▶ [What is expected]
Write each entry out again exactly, with nothing omitted.

▶ [The input]
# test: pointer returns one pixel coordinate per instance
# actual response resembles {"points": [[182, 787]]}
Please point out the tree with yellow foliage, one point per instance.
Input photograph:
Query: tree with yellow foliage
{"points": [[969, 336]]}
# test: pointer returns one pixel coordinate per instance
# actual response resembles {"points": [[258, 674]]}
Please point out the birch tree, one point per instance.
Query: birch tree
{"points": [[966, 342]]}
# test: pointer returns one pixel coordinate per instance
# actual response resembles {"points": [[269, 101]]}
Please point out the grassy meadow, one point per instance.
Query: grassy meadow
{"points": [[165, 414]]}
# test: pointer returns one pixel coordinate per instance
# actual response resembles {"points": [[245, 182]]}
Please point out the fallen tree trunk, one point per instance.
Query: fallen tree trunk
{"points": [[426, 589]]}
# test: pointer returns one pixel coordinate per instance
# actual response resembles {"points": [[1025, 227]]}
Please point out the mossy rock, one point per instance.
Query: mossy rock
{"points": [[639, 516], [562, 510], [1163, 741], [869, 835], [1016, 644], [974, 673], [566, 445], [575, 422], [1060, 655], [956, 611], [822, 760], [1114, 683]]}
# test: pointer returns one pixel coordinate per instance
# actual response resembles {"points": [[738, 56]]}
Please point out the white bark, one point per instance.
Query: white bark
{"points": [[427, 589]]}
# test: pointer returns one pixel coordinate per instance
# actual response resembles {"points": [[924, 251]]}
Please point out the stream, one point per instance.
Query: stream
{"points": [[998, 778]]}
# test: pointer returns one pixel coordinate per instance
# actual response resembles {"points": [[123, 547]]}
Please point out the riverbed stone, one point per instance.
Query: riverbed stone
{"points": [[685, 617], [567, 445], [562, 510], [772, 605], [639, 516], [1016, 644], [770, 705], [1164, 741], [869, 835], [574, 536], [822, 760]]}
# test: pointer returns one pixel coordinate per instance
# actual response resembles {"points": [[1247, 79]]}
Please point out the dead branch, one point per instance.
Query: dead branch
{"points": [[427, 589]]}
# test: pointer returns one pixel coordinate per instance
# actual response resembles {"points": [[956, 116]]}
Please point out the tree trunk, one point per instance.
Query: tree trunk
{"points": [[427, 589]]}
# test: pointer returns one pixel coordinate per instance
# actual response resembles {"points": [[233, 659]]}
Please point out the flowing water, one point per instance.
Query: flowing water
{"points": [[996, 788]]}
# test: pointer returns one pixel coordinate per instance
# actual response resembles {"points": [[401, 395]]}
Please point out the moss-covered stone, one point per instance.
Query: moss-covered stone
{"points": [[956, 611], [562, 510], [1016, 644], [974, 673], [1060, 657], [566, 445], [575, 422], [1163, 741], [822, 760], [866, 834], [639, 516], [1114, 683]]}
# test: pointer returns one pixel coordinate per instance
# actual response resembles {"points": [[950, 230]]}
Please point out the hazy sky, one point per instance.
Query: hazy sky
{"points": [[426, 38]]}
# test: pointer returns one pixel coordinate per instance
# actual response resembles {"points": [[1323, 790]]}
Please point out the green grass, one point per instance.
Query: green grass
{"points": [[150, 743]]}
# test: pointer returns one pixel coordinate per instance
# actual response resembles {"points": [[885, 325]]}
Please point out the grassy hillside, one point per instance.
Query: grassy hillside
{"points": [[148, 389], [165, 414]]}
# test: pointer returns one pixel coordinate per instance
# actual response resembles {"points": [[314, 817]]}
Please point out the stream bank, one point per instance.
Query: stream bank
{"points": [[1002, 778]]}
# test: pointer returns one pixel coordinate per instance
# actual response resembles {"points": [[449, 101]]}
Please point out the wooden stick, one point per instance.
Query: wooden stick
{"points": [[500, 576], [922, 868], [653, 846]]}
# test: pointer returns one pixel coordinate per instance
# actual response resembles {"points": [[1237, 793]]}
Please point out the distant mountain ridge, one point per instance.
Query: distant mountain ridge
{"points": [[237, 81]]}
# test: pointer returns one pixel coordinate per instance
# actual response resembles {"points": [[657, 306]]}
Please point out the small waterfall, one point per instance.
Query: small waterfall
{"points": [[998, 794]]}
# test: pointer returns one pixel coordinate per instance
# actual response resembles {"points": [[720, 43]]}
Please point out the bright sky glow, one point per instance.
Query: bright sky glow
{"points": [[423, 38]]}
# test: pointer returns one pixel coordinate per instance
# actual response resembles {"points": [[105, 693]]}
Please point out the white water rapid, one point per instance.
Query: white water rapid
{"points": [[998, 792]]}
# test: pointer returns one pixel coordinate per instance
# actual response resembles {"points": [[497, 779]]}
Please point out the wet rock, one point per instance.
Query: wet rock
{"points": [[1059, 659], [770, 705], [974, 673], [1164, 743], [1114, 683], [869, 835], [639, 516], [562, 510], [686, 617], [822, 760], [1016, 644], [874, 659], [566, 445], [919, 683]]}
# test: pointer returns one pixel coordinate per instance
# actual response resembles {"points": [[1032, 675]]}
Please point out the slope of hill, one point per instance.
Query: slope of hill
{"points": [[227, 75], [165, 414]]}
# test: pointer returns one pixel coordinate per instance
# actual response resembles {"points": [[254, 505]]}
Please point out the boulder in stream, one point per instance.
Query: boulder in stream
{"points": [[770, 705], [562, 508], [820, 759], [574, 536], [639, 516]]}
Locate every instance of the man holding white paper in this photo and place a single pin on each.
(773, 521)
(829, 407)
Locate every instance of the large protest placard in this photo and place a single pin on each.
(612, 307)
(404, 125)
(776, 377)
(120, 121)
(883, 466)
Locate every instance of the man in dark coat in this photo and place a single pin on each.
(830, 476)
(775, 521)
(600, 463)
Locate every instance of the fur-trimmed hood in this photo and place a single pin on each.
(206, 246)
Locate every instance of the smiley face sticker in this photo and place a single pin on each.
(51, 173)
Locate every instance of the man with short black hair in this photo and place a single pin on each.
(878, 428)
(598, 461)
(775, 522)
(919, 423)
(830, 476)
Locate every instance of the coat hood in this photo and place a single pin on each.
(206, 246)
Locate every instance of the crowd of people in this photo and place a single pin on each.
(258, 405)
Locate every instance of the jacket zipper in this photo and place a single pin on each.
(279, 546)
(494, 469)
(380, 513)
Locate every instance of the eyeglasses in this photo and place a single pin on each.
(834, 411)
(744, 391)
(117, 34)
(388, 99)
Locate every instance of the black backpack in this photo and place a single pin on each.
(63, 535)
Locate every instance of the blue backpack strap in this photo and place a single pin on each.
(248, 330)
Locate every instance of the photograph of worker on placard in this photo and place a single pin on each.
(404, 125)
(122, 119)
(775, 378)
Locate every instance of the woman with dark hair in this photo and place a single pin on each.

▶ [Exercise output]
# test: pointer returns one pixel coordinate per instance
# actual response resembles {"points": [[182, 787]]}
Please point out the tree with yellow foliage, one point per instance.
Input photograph:
Query: tree with yellow foliage
{"points": [[969, 336]]}
# test: pointer returns one pixel coordinate per instance
# actual response resembles {"points": [[258, 674]]}
Please point out the birch tree, one point per instance.
Query: birch tree
{"points": [[966, 342]]}
# test: pointer returns one pixel coordinate per instance
# actual response resembles {"points": [[269, 101]]}
Please point out the grassy meadow, one point per instance.
Query: grassy meadow
{"points": [[165, 414]]}
# test: pointer returns one pixel coordinate per instance
# actual response resembles {"points": [[245, 182]]}
Please point out the fallen tree trunk, one point per instance.
Query: fallen tree trunk
{"points": [[426, 589]]}
# test: pointer returns one pixel coordinate per instance
# actual response resembles {"points": [[1025, 227]]}
Please point out the mossy rock, one point per instance.
Query: mossy rock
{"points": [[639, 516], [562, 510], [1163, 741], [869, 835], [1016, 644], [974, 673], [566, 445], [575, 422], [1060, 655], [956, 611], [822, 760], [1114, 683]]}
# test: pointer returns one pixel coordinate per instance
# actual response resembles {"points": [[738, 56]]}
Please point out the white bark, one point per instance.
Query: white bark
{"points": [[427, 589]]}
# test: pointer returns one pixel coordinate per instance
# actual response resembles {"points": [[924, 251]]}
Please point out the stream, one point per instance.
Query: stream
{"points": [[998, 778]]}
# test: pointer returns one pixel coordinate per instance
# actual response resembles {"points": [[123, 547]]}
Please point out the riverbed stone, one point per instance.
Query: riverbed stone
{"points": [[685, 617], [567, 445], [562, 510], [772, 605], [639, 516], [1016, 644], [770, 705], [1164, 741], [869, 835], [574, 536], [822, 760]]}
# test: pointer returns one pixel coordinate per instance
# actual response resembles {"points": [[1247, 79]]}
Please point out the dead branch, one point per instance.
Query: dead branch
{"points": [[427, 589]]}
# test: pointer returns one pixel coordinate per instance
# actual response resembles {"points": [[956, 116]]}
Please point out the tree trunk, one point per instance.
Query: tree trunk
{"points": [[427, 589]]}
# test: pointer returns one pixel coordinate per instance
# actual response resembles {"points": [[233, 659]]}
Please point out the flowing water, one point per instance.
Query: flowing water
{"points": [[996, 788]]}
# test: pointer returns one pixel coordinate per instance
# actual response resembles {"points": [[401, 395]]}
Please point out the moss-covered stone, one point per instance.
Query: moss-covered stone
{"points": [[956, 611], [562, 510], [1016, 644], [974, 673], [1060, 657], [566, 445], [575, 422], [1163, 741], [822, 760], [866, 834], [639, 516], [1114, 683]]}
# test: pointer returns one pixel coordinate per instance
# actual response resembles {"points": [[950, 230]]}
Please point out the hazy sky, one point per instance.
Query: hazy sky
{"points": [[426, 38]]}
# test: pointer returns one pixel coordinate per instance
# actual response resembles {"points": [[1323, 790]]}
Please point out the green grass, one point per instance.
Query: green grass
{"points": [[150, 743]]}
# test: pointer returns one pixel coordinate per instance
# actual response resembles {"points": [[885, 325]]}
Please point out the grassy hillside, one point per instance.
Query: grassy hillside
{"points": [[148, 389], [165, 414]]}
# test: pointer returns one pixel coordinate per instance
# actual response resembles {"points": [[314, 817]]}
Please point out the stream bank, one point per instance.
Query: stream bank
{"points": [[1002, 778]]}
# test: pointer returns one pixel coordinate per instance
# actual response resembles {"points": [[449, 101]]}
Please point out the wooden stick, one point per instance.
Query: wooden stick
{"points": [[500, 576], [922, 868], [653, 846]]}
# test: pointer returns one pixel coordinate per instance
# actual response resembles {"points": [[1237, 793]]}
Please point out the distant mountain ridge, one point per instance.
Query: distant mountain ridge
{"points": [[237, 81]]}
# test: pointer returns one pixel coordinate per instance
# actual response resembles {"points": [[657, 306]]}
Please point out the small waterfall, one point per instance.
Query: small waterfall
{"points": [[998, 794]]}
# test: pointer returns one pixel coordinate per instance
# actual response resembles {"points": [[720, 43]]}
Please point out the bright sky glow, one point per instance.
Query: bright sky glow
{"points": [[423, 38]]}
# test: pointer returns one pixel coordinate per instance
# actual response resembles {"points": [[105, 693]]}
Please point out the white water rapid, one point per instance.
Query: white water rapid
{"points": [[998, 792]]}
# test: pointer returns one pixel coordinate per instance
# actual response resembles {"points": [[497, 779]]}
Please point out the wet rock, one point per instance.
Query: wet rock
{"points": [[1059, 659], [770, 705], [974, 673], [1164, 743], [1114, 683], [869, 835], [639, 516], [562, 510], [686, 617], [822, 760], [1016, 644], [874, 659], [566, 445], [919, 683]]}
# test: pointer returns one pixel coordinate per instance
# actual response resembles {"points": [[1032, 675]]}
Please point out the slope of hill, one point per instance.
Query: slope of hill
{"points": [[227, 75], [165, 414]]}
# test: pointer returns one pixel coordinate per instance
# actual response resembles {"points": [[254, 505]]}
Please point out the boulder in stream, one point per instance.
Query: boulder in stream
{"points": [[770, 705], [562, 508], [820, 759], [574, 536], [639, 516]]}
Locate every instance of the man holding white paper in this photo and place a single pin on each.
(773, 521)
(829, 407)
Locate every instance of the large protest placard in this photo and place a single pin on each.
(612, 307)
(404, 125)
(776, 377)
(120, 121)
(883, 466)
Locate every instance of the man in dark coat in this photo and place a single pin on each.
(830, 476)
(775, 521)
(600, 463)
Locate every instance of the fur-trimmed hood in this photo and place a single pin on each.
(206, 246)
Locate every instance of the smiley face sticker in this photo and place a single pin on each.
(51, 173)
Locate every instance of the man with short black hair in this photo and place a single pin on each.
(878, 428)
(598, 461)
(775, 522)
(919, 423)
(830, 476)
Locate every instance of the coat hood in this photo and place a single pin on each.
(206, 246)
Locate every instance of the crowd of people in this photo and place a single pin on each.
(258, 405)
Locate every instance of the jacket zipper in this photo and place a single pin on each.
(279, 546)
(494, 469)
(380, 513)
Locate every instance of the eyeglasses in this photo and place a single pin on each.
(834, 411)
(744, 391)
(117, 34)
(388, 99)
Locate every instance of the black backpack in this photo and place a single pin on each.
(63, 535)
Locate every instance of the blue backpack strap in this photo and place a single pin on each.
(248, 330)
Locate every instance of the photograph of worker on placard in this photo and place a single pin on each.
(404, 125)
(122, 119)
(775, 378)
Locate every instance of the woman with dark hair in this photo and place a single pin on each.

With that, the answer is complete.